── RECORD EXCERPTS ──

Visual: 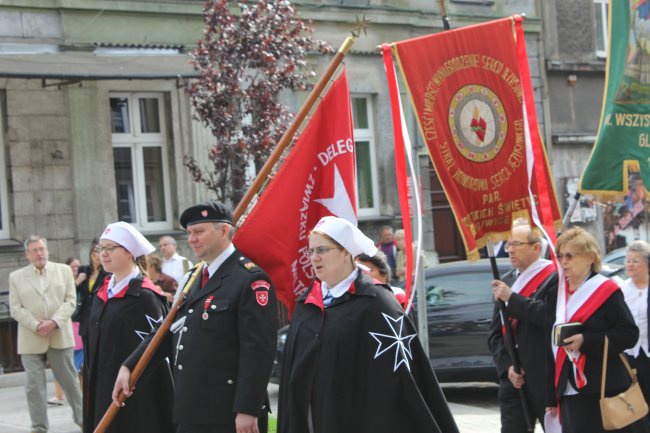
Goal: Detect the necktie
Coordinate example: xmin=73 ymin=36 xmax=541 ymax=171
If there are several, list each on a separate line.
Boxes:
xmin=201 ymin=267 xmax=210 ymax=288
xmin=323 ymin=290 xmax=334 ymax=307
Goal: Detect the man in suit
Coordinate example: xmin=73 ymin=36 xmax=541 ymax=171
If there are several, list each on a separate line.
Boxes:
xmin=113 ymin=202 xmax=278 ymax=433
xmin=9 ymin=235 xmax=82 ymax=433
xmin=488 ymin=220 xmax=557 ymax=433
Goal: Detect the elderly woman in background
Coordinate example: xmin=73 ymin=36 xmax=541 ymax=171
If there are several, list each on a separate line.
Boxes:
xmin=356 ymin=248 xmax=407 ymax=306
xmin=547 ymin=227 xmax=645 ymax=433
xmin=75 ymin=239 xmax=110 ymax=350
xmin=278 ymin=217 xmax=458 ymax=433
xmin=621 ymin=241 xmax=650 ymax=412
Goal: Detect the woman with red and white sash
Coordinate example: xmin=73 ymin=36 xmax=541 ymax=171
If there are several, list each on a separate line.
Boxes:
xmin=547 ymin=227 xmax=645 ymax=433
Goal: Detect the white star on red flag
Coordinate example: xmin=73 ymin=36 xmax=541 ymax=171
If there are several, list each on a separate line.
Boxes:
xmin=314 ymin=164 xmax=357 ymax=225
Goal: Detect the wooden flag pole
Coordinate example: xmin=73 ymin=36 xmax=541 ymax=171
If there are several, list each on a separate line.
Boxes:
xmin=487 ymin=241 xmax=534 ymax=432
xmin=438 ymin=0 xmax=451 ymax=30
xmin=233 ymin=31 xmax=356 ymax=225
xmin=94 ymin=264 xmax=203 ymax=433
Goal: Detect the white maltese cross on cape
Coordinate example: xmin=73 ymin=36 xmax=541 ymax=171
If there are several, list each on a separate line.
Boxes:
xmin=369 ymin=313 xmax=417 ymax=372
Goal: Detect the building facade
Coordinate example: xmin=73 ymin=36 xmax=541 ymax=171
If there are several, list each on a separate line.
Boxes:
xmin=0 ymin=0 xmax=540 ymax=364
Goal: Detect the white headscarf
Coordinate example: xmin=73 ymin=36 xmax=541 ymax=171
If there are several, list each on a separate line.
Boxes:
xmin=314 ymin=216 xmax=378 ymax=257
xmin=99 ymin=221 xmax=156 ymax=259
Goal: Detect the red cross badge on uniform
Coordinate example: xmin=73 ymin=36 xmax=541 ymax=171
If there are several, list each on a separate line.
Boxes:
xmin=255 ymin=290 xmax=269 ymax=307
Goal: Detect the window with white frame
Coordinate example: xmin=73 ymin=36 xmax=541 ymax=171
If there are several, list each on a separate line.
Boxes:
xmin=594 ymin=0 xmax=609 ymax=58
xmin=351 ymin=95 xmax=379 ymax=217
xmin=110 ymin=93 xmax=172 ymax=231
xmin=0 ymin=99 xmax=9 ymax=239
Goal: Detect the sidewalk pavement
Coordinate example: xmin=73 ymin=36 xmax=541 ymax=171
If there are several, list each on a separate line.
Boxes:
xmin=0 ymin=370 xmax=542 ymax=433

───

• _REQUIREMENT_
Count the lines in the items above that contain the word "woman", and reply with only that number.

• _CORRECT RESULT_
2